═════ RECORD SET ═════
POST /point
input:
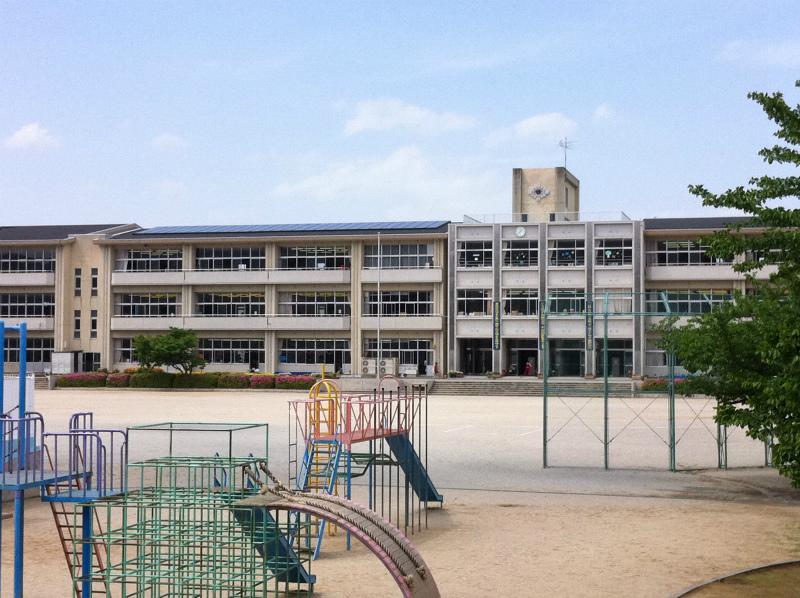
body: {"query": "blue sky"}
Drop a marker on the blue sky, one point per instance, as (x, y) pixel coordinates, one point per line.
(198, 113)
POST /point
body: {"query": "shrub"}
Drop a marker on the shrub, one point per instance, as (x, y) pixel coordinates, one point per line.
(262, 381)
(118, 380)
(196, 380)
(151, 379)
(82, 380)
(294, 382)
(234, 380)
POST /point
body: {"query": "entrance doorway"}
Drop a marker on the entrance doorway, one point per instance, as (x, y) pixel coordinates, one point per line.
(476, 355)
(567, 357)
(519, 353)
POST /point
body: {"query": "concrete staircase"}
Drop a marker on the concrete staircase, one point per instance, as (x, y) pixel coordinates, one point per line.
(532, 387)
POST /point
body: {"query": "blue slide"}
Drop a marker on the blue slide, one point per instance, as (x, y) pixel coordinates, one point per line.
(413, 469)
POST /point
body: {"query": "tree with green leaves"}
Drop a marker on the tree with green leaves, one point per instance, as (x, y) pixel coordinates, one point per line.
(746, 353)
(177, 349)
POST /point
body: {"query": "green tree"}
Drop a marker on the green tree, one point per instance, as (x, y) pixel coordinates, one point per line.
(177, 349)
(747, 353)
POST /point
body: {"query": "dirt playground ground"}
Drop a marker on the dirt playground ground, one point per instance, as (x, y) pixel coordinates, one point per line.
(508, 526)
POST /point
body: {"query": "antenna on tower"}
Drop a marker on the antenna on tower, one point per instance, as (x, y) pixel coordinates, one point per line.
(565, 144)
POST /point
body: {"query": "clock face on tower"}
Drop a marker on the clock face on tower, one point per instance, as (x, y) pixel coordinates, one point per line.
(538, 192)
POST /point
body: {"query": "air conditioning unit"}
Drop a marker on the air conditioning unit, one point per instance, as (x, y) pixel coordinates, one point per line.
(368, 367)
(388, 367)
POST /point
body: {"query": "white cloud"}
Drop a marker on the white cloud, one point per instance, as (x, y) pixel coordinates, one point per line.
(604, 112)
(167, 142)
(763, 53)
(403, 185)
(30, 136)
(388, 114)
(547, 127)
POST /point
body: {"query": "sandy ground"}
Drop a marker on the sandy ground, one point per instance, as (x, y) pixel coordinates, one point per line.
(508, 527)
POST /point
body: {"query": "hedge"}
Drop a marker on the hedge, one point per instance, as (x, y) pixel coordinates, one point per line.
(200, 380)
(118, 380)
(82, 380)
(259, 381)
(295, 382)
(234, 380)
(151, 380)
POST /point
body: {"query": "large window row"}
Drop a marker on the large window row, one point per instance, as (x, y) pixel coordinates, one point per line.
(682, 253)
(474, 302)
(315, 351)
(398, 303)
(233, 350)
(567, 252)
(38, 350)
(474, 254)
(613, 252)
(520, 254)
(230, 258)
(27, 260)
(315, 258)
(407, 351)
(685, 302)
(229, 304)
(395, 256)
(314, 303)
(147, 305)
(150, 260)
(27, 305)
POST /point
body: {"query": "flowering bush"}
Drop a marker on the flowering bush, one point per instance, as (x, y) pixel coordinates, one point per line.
(82, 380)
(118, 380)
(259, 381)
(234, 380)
(286, 381)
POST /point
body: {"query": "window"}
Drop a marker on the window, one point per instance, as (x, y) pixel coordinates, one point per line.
(27, 260)
(38, 350)
(314, 303)
(229, 304)
(474, 302)
(613, 252)
(394, 256)
(520, 254)
(229, 258)
(685, 301)
(147, 305)
(315, 258)
(567, 301)
(475, 254)
(150, 260)
(567, 252)
(123, 350)
(315, 351)
(27, 305)
(398, 303)
(682, 253)
(520, 302)
(233, 350)
(620, 301)
(407, 351)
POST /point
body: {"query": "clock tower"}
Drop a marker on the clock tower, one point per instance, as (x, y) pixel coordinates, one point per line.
(545, 195)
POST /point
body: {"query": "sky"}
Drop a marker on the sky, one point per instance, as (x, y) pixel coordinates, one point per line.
(169, 113)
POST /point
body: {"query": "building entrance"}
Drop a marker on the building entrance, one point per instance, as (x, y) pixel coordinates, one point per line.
(567, 357)
(476, 355)
(518, 354)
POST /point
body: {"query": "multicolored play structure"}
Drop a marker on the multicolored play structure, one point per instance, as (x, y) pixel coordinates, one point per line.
(224, 525)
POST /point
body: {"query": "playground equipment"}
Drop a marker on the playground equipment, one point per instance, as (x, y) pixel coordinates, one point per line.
(612, 310)
(392, 422)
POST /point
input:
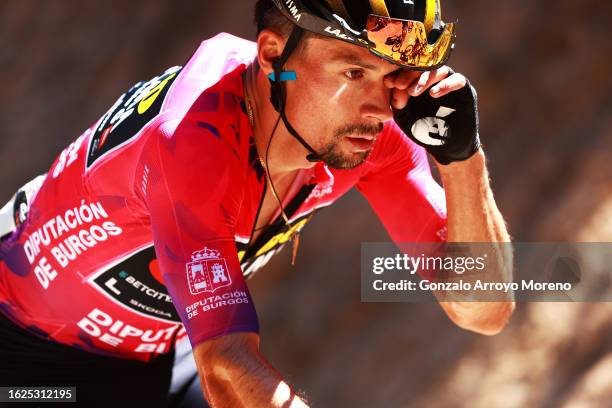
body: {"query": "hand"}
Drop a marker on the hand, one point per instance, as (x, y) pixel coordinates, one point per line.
(442, 114)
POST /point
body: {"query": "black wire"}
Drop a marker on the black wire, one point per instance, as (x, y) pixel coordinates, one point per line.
(280, 204)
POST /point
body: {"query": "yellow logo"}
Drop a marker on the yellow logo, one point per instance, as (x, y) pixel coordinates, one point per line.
(149, 100)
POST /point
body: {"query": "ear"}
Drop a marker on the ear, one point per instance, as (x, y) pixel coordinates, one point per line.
(270, 46)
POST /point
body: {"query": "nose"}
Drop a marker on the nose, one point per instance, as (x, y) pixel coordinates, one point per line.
(378, 104)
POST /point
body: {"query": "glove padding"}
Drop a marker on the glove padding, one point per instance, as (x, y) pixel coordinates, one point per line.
(447, 127)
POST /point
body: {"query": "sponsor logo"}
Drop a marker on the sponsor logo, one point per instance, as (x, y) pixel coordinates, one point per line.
(130, 113)
(207, 272)
(338, 33)
(137, 285)
(433, 131)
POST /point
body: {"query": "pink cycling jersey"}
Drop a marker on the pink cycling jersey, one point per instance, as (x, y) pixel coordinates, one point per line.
(143, 225)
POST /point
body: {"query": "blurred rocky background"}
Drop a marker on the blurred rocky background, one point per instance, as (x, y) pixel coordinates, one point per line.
(542, 70)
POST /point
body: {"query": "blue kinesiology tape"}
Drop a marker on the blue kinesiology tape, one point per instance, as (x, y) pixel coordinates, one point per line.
(285, 76)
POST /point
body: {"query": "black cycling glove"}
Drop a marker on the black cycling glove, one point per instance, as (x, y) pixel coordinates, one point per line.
(447, 127)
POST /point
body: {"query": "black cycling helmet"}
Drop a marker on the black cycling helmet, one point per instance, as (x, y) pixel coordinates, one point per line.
(409, 33)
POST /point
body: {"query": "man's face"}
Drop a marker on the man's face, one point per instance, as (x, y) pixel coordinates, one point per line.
(339, 102)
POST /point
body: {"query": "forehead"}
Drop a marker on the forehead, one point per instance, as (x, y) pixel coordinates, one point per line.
(329, 50)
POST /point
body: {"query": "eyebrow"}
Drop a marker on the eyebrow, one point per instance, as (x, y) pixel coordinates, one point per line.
(353, 60)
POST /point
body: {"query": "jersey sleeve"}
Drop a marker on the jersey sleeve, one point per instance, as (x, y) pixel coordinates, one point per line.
(400, 188)
(193, 194)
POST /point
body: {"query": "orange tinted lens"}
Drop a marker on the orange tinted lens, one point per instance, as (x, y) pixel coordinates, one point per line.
(405, 42)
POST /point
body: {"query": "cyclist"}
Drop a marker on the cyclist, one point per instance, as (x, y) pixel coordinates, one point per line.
(146, 226)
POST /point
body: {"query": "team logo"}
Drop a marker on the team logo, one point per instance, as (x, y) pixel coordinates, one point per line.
(433, 131)
(207, 272)
(129, 115)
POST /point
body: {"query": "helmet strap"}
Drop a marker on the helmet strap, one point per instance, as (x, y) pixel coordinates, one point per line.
(278, 91)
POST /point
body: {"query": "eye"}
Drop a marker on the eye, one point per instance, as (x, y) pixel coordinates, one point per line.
(354, 74)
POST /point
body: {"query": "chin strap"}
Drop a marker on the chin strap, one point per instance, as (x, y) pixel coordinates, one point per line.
(278, 94)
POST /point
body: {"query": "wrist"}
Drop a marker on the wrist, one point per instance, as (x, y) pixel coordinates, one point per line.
(469, 168)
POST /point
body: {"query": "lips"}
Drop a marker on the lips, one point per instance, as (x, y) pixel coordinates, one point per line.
(362, 143)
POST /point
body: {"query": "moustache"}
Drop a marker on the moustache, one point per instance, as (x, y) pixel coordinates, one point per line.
(359, 130)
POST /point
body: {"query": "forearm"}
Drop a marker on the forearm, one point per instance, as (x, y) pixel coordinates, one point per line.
(472, 213)
(473, 216)
(243, 379)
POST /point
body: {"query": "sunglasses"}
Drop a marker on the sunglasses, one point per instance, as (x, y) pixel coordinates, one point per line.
(405, 43)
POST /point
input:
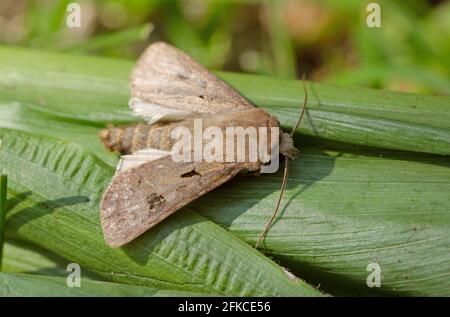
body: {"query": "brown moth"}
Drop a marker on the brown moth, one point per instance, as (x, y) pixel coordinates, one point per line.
(169, 90)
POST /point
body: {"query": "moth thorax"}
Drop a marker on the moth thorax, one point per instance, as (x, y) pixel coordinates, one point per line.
(118, 139)
(287, 147)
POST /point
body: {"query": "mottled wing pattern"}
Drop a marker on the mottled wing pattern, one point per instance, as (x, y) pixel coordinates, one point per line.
(141, 196)
(167, 84)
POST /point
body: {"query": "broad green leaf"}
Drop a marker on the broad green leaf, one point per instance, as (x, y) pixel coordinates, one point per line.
(95, 91)
(58, 186)
(347, 208)
(13, 285)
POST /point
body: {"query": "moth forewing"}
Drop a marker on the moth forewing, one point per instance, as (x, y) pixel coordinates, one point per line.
(171, 91)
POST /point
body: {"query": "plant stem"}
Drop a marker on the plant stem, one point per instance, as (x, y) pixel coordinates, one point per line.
(3, 187)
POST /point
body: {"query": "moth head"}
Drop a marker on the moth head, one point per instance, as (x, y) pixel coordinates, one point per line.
(287, 147)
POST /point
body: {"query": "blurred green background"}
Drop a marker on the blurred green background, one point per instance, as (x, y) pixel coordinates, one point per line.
(327, 40)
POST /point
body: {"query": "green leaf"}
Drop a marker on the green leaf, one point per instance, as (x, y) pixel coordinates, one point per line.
(95, 91)
(44, 286)
(344, 209)
(22, 257)
(57, 187)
═════
■ **WORK TO DO**
Pick out every line of the rows above that contains the string "sandy", matching case exactly, and copy each one.

■ **THE RESPONSE**
body: {"query": "sandy ground"}
Drop a marker on the sandy ground, one point per instance, as (x, y) pixel coordinates, one point per line.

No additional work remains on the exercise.